> _What this task involves_:
Count the lines of the material that contain the word "side" and give only that number.

[Dataset entries]
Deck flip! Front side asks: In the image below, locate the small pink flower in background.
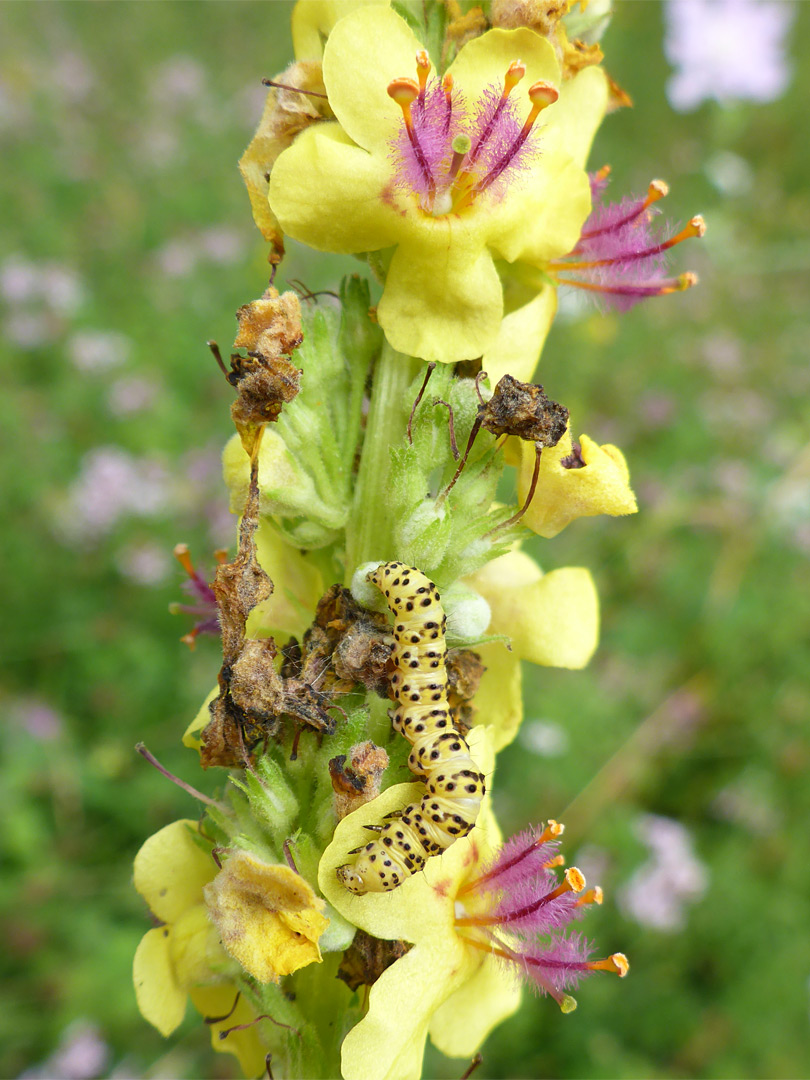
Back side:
[149,53,207,111]
[19,1020,110,1080]
[10,698,64,742]
[618,814,708,931]
[116,543,172,585]
[664,0,796,112]
[67,329,132,375]
[59,446,171,542]
[156,225,247,278]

> _The reply_:
2